-- Entries taken from a collection --

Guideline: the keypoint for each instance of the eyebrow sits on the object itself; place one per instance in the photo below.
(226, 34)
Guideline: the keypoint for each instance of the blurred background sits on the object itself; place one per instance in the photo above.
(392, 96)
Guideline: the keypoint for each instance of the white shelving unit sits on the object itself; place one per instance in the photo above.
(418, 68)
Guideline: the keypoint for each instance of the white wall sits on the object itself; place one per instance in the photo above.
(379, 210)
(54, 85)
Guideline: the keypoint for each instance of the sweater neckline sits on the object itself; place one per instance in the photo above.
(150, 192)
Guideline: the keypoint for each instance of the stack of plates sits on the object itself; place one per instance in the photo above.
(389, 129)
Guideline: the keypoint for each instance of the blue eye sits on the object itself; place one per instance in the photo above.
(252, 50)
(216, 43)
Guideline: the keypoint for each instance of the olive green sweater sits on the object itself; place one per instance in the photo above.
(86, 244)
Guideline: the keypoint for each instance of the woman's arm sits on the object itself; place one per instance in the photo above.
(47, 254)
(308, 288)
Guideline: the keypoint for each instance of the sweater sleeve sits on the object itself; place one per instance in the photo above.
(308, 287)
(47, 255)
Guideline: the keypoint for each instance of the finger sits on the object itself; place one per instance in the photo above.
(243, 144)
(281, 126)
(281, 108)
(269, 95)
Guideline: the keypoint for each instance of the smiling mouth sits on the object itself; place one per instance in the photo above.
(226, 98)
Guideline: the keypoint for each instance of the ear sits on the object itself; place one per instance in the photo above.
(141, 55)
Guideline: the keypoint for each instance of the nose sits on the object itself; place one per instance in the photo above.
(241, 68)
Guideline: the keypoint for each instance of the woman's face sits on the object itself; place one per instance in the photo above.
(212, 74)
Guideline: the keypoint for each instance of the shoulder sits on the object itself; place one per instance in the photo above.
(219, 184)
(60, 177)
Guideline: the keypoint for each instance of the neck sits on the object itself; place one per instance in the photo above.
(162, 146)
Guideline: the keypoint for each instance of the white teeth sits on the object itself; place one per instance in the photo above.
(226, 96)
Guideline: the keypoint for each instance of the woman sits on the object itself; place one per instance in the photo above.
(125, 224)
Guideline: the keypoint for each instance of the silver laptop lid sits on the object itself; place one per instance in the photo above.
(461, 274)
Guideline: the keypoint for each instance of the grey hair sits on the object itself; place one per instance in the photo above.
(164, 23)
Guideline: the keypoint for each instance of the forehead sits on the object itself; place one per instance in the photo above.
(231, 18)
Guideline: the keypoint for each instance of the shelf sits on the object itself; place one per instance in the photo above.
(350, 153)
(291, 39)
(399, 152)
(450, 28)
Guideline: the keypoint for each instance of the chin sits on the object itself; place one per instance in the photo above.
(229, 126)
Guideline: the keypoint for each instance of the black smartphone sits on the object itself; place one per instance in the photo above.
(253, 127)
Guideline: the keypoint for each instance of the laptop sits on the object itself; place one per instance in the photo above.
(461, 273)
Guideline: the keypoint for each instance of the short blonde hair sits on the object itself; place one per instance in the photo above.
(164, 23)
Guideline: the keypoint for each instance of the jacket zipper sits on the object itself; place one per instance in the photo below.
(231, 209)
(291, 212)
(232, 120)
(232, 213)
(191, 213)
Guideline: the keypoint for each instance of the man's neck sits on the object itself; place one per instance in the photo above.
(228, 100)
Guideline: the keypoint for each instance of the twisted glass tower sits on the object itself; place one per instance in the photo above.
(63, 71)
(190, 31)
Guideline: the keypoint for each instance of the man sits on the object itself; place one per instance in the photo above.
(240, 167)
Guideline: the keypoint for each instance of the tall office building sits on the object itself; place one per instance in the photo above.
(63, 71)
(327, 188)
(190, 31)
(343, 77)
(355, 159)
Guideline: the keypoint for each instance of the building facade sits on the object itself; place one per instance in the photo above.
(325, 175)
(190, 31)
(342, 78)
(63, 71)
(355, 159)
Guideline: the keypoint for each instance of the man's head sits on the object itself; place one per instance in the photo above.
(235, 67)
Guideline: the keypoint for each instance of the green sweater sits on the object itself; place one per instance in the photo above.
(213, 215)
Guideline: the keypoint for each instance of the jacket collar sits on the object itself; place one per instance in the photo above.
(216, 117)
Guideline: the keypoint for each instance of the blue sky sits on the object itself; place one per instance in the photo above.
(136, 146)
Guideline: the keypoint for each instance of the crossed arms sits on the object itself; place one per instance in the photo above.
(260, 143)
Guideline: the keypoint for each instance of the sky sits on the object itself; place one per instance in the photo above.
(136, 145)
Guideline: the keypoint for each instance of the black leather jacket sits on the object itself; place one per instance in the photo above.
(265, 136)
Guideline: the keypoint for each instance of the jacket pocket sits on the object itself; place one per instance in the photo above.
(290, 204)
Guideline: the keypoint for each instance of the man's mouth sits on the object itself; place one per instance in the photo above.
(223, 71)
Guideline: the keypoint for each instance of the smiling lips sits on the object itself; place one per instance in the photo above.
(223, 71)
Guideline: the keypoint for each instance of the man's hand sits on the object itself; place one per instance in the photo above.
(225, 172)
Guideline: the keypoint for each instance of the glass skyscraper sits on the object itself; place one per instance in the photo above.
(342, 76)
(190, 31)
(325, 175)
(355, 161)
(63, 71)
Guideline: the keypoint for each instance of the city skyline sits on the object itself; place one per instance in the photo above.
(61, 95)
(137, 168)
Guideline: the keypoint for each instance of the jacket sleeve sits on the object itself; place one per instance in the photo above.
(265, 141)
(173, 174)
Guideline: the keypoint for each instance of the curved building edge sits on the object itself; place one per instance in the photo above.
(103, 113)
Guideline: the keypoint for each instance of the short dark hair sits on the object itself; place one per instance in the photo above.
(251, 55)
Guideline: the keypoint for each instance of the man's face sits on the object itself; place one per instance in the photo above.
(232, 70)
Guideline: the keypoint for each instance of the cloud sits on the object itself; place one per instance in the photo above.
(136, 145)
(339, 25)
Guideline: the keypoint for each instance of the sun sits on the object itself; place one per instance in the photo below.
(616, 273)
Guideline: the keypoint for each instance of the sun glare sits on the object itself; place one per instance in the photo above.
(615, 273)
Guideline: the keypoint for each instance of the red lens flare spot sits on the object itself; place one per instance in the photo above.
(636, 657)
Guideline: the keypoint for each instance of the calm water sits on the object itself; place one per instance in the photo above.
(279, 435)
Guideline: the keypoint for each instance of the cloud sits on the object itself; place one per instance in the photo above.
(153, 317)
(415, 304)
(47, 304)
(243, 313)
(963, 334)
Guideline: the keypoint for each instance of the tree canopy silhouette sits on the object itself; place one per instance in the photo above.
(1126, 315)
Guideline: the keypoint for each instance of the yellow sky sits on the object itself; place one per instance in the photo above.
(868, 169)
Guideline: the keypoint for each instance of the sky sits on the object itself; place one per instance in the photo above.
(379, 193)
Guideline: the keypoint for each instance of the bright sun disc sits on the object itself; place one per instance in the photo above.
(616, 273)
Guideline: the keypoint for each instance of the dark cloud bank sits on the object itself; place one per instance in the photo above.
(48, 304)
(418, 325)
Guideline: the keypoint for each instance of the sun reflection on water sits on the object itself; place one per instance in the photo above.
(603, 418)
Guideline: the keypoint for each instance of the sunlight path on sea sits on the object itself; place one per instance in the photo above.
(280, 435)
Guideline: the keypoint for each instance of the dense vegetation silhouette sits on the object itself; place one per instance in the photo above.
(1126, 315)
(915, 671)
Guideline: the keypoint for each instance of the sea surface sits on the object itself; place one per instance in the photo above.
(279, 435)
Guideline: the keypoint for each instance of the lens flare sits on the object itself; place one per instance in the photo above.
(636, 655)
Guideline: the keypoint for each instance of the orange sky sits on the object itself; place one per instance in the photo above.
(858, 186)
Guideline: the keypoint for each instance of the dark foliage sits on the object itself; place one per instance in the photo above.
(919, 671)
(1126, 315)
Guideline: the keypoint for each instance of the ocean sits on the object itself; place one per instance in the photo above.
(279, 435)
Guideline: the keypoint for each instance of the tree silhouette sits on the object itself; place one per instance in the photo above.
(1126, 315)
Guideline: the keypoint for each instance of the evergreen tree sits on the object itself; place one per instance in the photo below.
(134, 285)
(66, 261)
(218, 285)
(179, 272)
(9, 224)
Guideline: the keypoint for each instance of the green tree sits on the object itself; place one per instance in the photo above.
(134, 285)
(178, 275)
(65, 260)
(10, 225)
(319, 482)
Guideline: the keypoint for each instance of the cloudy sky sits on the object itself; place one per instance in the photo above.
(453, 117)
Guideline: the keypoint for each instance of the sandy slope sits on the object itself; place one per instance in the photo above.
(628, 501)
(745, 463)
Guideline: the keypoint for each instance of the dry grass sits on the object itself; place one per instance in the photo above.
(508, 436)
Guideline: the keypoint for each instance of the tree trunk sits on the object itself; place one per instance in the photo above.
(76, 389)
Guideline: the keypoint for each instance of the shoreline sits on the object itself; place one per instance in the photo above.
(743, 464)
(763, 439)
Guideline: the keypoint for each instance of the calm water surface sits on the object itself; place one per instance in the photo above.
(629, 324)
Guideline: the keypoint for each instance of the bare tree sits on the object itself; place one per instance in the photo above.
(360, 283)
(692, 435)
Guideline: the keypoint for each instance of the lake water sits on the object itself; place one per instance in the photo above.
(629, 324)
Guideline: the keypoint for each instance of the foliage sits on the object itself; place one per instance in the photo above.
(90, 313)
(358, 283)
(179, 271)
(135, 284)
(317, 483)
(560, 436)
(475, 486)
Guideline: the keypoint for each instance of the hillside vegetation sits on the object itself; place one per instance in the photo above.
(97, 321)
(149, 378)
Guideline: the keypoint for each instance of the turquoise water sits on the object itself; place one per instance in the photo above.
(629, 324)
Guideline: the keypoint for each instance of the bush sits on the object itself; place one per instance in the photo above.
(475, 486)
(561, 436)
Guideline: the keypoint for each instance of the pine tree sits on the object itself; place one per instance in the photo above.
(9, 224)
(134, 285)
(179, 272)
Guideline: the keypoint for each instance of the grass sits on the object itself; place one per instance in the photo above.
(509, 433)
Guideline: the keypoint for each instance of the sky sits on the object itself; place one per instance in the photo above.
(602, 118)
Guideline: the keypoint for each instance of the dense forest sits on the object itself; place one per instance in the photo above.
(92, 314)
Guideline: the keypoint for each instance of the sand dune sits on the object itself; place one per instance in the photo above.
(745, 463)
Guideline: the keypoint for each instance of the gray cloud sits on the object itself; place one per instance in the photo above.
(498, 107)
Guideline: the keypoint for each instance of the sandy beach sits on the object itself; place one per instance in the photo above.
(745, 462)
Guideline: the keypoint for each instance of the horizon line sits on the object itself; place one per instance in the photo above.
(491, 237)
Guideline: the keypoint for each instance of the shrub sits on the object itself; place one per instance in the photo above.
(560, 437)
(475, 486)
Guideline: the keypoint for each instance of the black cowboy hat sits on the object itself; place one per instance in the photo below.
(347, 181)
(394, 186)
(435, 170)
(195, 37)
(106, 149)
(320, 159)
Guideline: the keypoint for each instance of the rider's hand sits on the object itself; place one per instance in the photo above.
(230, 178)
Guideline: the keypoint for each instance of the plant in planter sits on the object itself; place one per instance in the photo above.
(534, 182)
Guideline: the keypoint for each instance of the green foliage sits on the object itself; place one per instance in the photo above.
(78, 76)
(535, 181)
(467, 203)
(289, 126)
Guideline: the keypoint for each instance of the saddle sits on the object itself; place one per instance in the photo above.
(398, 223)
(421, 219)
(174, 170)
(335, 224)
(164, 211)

-- REQUIREMENTS --
Repeat word for word the lines of the listing above, beginning with the line that contains "Guideline: the keypoint for each instance of the saddle" and continuing through the end of the listing.

-- SOLUTION FOR THIS TASK --
Guideline: the keypoint for each instance of the saddle sits on the object itself; place one per instance in the photo above.
(398, 223)
(421, 219)
(174, 170)
(335, 224)
(164, 211)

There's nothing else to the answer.